╭─ Texte fourni
C’est ce qu’on appelle un marronnier. Comme la neige en hiver ou les fleurs au printemps. L’événement dont on vous parle, lui, se produit à la fin de l’été avec une régularité métronomique depuis des décennies: les fonctionnaires genevois font la grève.
Et que revendiquent ces hommes et ces femmes qui défilent avec sifflets et calicots sous les fenêtres de la rue de l’Hôtel-de-Ville, cœur du pouvoir dans la cité de Calvin? Qu’on ne touche pas un cheveu, un seul, de leurs acquis. Qu’ils soient épargnés, comme par miracle, par les difficultés budgétaires de cette ville qui a accumulé des dettes pour la somme coquette de 1,8 milliard de francs.
Dans l’ancien monde, celui d’avant Covid, les revendications des fonctionnaires avaient déjà tendance à en agacer plus d’un. Il faut dire que celles et ceux que l’administration municipale genevoise emploie ont, à juste titre, la réputation d’être «cocolés» comme dans presque aucune autre administration romande.
╰─
Consigne: Transcrivez le passage du texte sur la grève des fonctionnaires genevois en commençant aux mots « C’est ce qu’on » et en vous arrêtant après « font la grève. ».
╭─ Lignes fournies
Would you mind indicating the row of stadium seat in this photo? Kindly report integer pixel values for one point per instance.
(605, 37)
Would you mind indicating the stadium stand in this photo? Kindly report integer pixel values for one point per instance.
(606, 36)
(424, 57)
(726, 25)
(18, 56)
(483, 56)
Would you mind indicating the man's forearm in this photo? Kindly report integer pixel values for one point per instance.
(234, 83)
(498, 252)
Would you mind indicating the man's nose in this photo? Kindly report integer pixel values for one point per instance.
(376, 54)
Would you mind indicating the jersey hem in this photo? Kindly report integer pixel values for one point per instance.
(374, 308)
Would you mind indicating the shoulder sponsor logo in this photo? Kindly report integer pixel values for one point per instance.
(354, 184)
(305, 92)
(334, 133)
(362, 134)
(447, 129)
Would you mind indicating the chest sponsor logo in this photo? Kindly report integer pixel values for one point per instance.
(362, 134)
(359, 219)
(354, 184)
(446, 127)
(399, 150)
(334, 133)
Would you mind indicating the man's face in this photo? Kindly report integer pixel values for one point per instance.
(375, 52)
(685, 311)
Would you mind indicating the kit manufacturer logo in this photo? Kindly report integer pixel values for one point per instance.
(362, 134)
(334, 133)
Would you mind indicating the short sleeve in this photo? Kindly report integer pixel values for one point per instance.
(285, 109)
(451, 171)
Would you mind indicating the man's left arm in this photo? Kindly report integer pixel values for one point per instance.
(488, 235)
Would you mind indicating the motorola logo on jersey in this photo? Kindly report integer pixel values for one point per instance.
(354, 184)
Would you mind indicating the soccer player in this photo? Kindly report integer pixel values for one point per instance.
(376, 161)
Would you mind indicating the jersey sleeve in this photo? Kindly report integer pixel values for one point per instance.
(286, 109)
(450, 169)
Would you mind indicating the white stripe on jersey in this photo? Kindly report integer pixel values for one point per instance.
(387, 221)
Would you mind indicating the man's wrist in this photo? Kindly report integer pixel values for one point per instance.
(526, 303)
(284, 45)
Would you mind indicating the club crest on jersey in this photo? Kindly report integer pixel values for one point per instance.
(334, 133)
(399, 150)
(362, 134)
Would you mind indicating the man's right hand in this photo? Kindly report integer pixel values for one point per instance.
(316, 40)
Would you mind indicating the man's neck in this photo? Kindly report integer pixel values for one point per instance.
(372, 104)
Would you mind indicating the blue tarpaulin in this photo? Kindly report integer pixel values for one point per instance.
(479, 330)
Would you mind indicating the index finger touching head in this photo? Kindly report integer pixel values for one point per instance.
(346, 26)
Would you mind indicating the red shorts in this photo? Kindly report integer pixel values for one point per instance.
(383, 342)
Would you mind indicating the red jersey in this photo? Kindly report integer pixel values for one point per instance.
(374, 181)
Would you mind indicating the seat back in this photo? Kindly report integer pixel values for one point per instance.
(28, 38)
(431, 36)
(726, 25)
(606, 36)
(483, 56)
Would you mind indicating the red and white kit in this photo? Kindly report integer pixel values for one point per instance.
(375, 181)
╰─
Travail réalisé:
C’est ce qu’on appelle un marronnier. Comme la neige en hiver ou les fleurs au printemps. L’événement dont on vous parle, lui, se produit à la fin de l’été avec une régularité métronomique depuis des décennies: les fonctionnaires genevois font la grève.